California Court of Appeals, Fourth District, Third Division
Oct 8, 2008
No. G040046 (Cal. Ct. App. Oct. 8, 2008)

Opinion


In re JASMINE R. et al., Persons Coming Under the Juvenile Court Law. ORANGE COUNTY SOCIAL SERVICES AGENCY, Plaintiff and Respondent, v. E.M., Defendant and Appellant. G040046 California Court of Appeal, Fourth District, Third Division October 8, 2008

Appeal from a judgment of the Superior Court of Orange County Nos. DP012857, DP012858, Gary G. Bischoff, Temporary Judge. (Pursuant to Cal. Const., art. VI, § 21.).

Michael D. Randall, under appointment by the Court of Appeal, for Defendant and Appellant.

Benjamin P. de Mayo, County Counsel, Karen L. Christensen and Jeannie Su, Deputy County Counsel, for Plaintiff and Respondent.

No appearance for the Minors.

OPINION

MOORE, J.

E.M. (mother) appeals from a judgment terminating her parental rights as to her daughters Jasmine R. and Jennifer R. She relies on the Welfare and Institutions Code section 366.26, subdivision (c)(1)(B)(ii) exception, claiming the court erred in failing to ascertain the wishes of Jasmine, who was 12 years old at the time of the section 366.26 hearing. Substantial evidence supports the court’s implied finding that the section 366.26, subdivision (c)(1)(B)(ii) exception was inapplicable. Mother has failed to meet her burden to show that exception applies. We affirm.

All subsequent statutory references are to the Welfare and Institutions Code, unless otherwise specifically noted.

I

FACTS

On January 25, 2006, Jasmine R., then age 10, and Jennifer R., then age eight, were placed in protective custody. The juvenile dependency petition alleged that on January 24, 2006, mother had struck Jasmine with a belt twice on the left leg and twice on the left arm. Jasmine suffered two red abrasions, approximately three inches long and one to one and one-half inches wide, across her left leg, and two red abrasions, of similar size, across her left arm. The petition also alleged that this was not the first time mother had struck Jasmine with a belt. It said that mother had, on or about April 12, 2005, struck Jasmine with a belt, leaving an oval shaped red mark approximately one-half inch in diameter on her left leg. The petition noted that the children lived with mother and their maternal grandmother, and that their father was deceased. Mother had been arrested for child endangerment.

The March 2006 jurisdiction/disposition report informed that “mother has been diagnosed with mental retardation, moderate and seizure disorder and is currently taking medication for the seizures. The mother is currently receiving services from Orange County [R]egional Community Center.” It also stated that the grandmother appeared to be the care provider for both the children and mother. According to the report, Jennifer stated that her sister had suffered marks on her legs, arms and eye, from her mother’s belt. Jennifer further stated that mother had “smacked her sister about twenty times.” In addition, Jennifer stated that her grandmother would hit Jasmine on her hand with a sandal, and once “rolled up a newspaper, lit it on fire, and hit Jasmine on her hand.”

Entries drawn from a collection:
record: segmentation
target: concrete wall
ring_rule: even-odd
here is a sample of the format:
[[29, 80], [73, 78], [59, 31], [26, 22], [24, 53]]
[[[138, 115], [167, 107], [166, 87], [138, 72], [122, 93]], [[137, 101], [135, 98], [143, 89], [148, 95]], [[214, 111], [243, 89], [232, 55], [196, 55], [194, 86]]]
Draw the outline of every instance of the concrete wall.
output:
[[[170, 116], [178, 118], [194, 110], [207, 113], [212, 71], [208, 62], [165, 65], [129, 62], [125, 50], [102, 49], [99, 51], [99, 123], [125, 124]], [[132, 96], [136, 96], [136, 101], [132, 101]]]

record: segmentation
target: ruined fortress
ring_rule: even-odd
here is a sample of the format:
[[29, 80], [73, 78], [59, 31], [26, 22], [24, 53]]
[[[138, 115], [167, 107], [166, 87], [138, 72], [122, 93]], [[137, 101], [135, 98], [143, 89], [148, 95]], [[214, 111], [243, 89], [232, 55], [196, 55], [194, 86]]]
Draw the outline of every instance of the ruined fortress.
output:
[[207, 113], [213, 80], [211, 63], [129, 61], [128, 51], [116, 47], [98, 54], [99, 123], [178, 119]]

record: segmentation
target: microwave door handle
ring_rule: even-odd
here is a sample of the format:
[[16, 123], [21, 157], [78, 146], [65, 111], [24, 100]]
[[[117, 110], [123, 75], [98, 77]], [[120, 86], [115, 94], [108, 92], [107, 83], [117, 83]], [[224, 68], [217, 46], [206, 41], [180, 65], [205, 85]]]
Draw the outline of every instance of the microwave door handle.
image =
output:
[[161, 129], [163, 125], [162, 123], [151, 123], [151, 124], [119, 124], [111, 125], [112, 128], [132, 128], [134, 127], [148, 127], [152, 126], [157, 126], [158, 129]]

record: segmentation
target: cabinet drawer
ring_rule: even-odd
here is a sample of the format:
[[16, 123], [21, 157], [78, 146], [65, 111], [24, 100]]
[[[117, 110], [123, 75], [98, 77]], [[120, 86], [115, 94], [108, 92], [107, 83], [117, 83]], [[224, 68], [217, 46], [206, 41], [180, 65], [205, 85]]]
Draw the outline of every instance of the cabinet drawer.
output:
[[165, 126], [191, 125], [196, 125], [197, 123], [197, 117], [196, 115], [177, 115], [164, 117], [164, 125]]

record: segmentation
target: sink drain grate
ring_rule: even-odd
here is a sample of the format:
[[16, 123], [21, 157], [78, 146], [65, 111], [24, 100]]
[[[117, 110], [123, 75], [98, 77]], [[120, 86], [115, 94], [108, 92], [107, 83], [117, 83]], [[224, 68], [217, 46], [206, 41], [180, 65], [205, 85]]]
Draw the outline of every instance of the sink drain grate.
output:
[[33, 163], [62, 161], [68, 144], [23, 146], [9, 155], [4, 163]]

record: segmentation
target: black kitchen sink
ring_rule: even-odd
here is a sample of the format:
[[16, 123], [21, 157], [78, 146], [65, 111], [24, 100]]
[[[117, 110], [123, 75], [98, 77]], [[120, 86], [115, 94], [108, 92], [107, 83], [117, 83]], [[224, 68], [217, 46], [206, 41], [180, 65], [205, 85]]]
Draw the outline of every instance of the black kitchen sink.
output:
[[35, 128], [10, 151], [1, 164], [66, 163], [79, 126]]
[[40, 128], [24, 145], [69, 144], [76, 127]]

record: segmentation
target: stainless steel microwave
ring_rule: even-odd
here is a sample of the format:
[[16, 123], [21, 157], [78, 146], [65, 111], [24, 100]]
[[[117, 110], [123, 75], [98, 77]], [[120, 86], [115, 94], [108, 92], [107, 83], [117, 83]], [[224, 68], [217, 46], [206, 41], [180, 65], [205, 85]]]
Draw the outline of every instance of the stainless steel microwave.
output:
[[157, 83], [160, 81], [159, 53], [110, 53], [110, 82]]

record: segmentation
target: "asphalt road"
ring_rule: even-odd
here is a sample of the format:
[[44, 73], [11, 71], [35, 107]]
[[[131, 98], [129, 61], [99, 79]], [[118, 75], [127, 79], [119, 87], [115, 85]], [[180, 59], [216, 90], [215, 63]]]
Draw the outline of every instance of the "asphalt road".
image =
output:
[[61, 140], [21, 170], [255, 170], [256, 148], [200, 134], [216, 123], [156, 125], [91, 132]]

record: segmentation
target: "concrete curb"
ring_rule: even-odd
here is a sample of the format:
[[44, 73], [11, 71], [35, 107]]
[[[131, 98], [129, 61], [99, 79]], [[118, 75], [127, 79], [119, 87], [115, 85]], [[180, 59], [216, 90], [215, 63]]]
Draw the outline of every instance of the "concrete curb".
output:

**WORK TASK 1**
Retype the part of the court opinion that opens with the words containing "Benjamin P. de" and closes with "applies. We affirm.".
**WORK TASK 2**
Continue the court opinion from the point where it stops.
The rows are separate material and have no connection to the court opinion.

**EXERCISE RESPONSE 1**
Benjamin P. de Mayo, County Counsel, Karen L. Christensen and Jeannie Su, Deputy County Counsel, for Plaintiff and Respondent.

No appearance for the Minors.

OPINION

MOORE, J.

E.M. (mother) appeals from a judgment terminating her parental rights as to her daughters Jasmine R. and Jennifer R. She relies on the Welfare and Institutions Code section 366.26, subdivision (c)(1)(B)(ii) exception, claiming the court erred in failing to ascertain the wishes of Jasmine, who was 12 years old at the time of the section 366.26 hearing. Substantial evidence supports the court’s implied finding that the section 366.26, subdivision (c)(1)(B)(ii) exception was inapplicable. Mother has failed to meet her burden to show that exception applies. We affirm.

**EXERCISE RESPONSE 2**
On April 12, 2006, the court ordered the children declared dependent children of the Orange County Juvenile Court, under section 360, subdivision (d). They were placed in a foster home.

By the 18-month review, mother had made minimal progress on her parenting skills. The social worker, in her status review report, stated that “as of June 15, 2007, the mother told the child that she would rather see the child dead than to go through what they [were then] going through with Social Services Agency.” The social worker also stated that when mother was asked whether she would hit her child if the child did not listen to her, mother replied, “‘I don’t know.’” She also reported that mother could not identify proper parenting techniques despite extensive parenting sessions. Given the continued risk of detriment to the physical and emotional well-being of the children, the social worker recommended the termination of reunification services and the scheduling of a section 366.26 hearing. The foster parents were willing to adopt both children.

At the 18-month review hearing on July 16, 2007, the court found that returning the children to mother would create a substantial risk of detriment to them. (§ 366.22, subd. (a).) It terminated reunification services and set a section 366.26 hearing for November 7, 2007.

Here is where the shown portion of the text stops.